--- Begin Input data ---

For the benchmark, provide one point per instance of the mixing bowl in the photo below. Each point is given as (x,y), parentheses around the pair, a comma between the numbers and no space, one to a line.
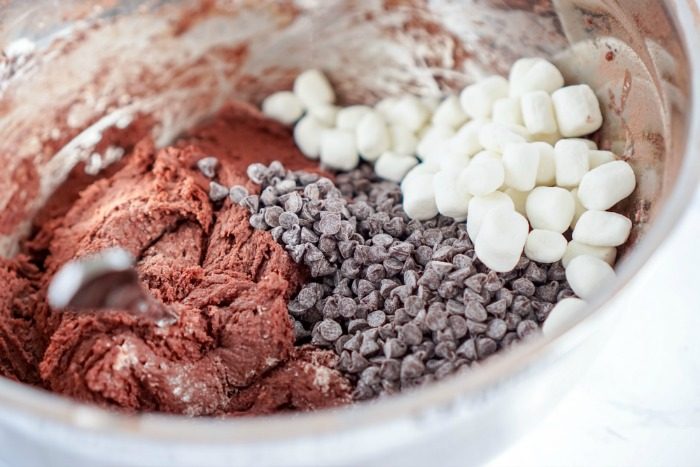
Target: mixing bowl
(73,70)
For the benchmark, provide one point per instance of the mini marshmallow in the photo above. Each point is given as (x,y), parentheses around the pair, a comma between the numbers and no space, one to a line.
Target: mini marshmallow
(550,138)
(419,196)
(417,171)
(466,140)
(495,136)
(501,239)
(372,136)
(435,143)
(480,205)
(579,209)
(591,144)
(338,149)
(507,111)
(325,113)
(563,313)
(312,88)
(587,275)
(477,100)
(484,174)
(431,103)
(606,185)
(403,140)
(577,110)
(602,228)
(546,170)
(394,167)
(596,158)
(571,162)
(451,198)
(534,74)
(538,112)
(545,246)
(386,108)
(349,117)
(519,130)
(519,199)
(520,164)
(449,113)
(550,208)
(454,163)
(283,106)
(307,136)
(574,249)
(410,112)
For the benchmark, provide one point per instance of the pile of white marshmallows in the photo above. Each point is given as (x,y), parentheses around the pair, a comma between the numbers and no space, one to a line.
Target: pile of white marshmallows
(507,155)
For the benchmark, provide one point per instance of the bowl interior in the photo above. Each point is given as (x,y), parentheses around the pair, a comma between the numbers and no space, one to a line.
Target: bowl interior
(89,71)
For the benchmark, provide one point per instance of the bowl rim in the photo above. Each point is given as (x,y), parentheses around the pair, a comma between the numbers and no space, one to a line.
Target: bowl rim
(48,406)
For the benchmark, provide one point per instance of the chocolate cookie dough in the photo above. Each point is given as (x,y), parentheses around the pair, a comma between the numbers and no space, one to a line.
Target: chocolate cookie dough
(232,349)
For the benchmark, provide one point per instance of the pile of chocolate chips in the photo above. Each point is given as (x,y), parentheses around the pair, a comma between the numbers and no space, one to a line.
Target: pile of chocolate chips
(402,302)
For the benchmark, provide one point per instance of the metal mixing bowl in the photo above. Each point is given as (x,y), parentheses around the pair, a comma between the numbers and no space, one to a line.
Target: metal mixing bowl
(87,66)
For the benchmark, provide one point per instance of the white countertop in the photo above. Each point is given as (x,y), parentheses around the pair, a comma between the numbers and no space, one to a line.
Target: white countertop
(639,404)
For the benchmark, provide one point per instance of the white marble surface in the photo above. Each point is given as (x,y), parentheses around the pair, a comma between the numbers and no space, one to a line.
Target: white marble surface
(639,404)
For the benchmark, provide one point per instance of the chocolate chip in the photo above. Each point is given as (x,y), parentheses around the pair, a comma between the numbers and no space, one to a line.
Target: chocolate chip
(476,282)
(458,326)
(497,308)
(238,193)
(535,273)
(376,318)
(521,305)
(208,166)
(369,347)
(410,334)
(268,197)
(436,318)
(292,237)
(251,203)
(485,347)
(217,191)
(272,215)
(523,286)
(257,221)
(468,350)
(293,202)
(411,367)
(288,219)
(475,311)
(330,330)
(496,329)
(526,328)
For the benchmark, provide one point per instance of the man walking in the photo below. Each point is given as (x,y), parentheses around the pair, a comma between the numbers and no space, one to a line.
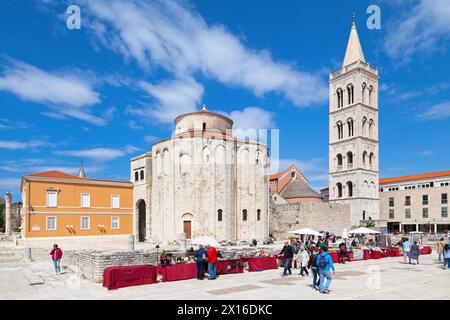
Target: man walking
(313,266)
(200,257)
(440,248)
(325,263)
(56,254)
(212,260)
(288,254)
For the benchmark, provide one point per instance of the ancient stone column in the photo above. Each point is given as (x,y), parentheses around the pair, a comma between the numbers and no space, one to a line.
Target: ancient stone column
(8,214)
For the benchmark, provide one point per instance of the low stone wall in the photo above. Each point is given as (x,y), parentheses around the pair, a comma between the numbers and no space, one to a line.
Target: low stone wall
(90,264)
(315,215)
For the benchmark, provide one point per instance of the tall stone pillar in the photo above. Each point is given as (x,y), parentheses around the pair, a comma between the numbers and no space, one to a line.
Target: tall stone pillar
(8,214)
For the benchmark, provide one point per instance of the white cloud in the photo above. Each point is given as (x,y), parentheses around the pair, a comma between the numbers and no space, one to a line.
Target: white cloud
(175,37)
(421,30)
(436,112)
(10,184)
(249,122)
(99,153)
(172,99)
(67,95)
(17,145)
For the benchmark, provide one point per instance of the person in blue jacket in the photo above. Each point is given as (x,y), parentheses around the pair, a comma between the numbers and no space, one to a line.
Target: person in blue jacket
(324,264)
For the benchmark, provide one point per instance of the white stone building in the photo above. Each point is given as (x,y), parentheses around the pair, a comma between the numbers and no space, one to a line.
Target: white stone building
(353,125)
(202,181)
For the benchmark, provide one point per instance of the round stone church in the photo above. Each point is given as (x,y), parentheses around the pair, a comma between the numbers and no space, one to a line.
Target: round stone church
(202,181)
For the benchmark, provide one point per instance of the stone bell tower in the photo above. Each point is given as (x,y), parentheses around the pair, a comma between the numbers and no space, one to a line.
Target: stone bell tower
(353,129)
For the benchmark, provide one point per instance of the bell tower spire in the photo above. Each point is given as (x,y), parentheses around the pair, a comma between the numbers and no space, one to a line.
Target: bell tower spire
(354,50)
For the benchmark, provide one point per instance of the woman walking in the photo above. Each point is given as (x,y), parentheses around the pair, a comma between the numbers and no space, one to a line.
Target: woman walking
(303,258)
(56,254)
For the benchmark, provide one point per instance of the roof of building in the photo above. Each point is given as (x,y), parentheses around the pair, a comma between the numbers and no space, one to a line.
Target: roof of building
(62,175)
(298,189)
(419,176)
(354,51)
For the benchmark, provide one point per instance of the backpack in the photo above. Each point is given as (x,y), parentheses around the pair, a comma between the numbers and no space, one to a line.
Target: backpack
(323,262)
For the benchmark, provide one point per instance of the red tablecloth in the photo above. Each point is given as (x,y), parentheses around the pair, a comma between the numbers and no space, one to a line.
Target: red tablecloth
(334,256)
(376,254)
(126,276)
(181,271)
(229,266)
(426,250)
(262,263)
(281,258)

--- End Input data ---

> **Problem requirements**
Copy every line of the entries from the line containing "of the backpack" through the end of the entries, both ends included, and offset each coordinate in the answers by adding 119 to both numbers.

> **Correct answer**
For the benchmark, provide one point per instance of the backpack in the photo above. Each point is given as (x,y), parentheses around the pair, a comma between the numbers and no space, one to a line.
Target: backpack
(442,381)
For the benchmark, provide one point per instance of the red tablecloth in the photo above. Each point is given as (x,y), parentheses around the pair, a comma between the numbers and no space, one to a line.
Target: red tablecloth
(453,375)
(495,373)
(245,395)
(300,390)
(348,385)
(545,369)
(381,382)
(400,377)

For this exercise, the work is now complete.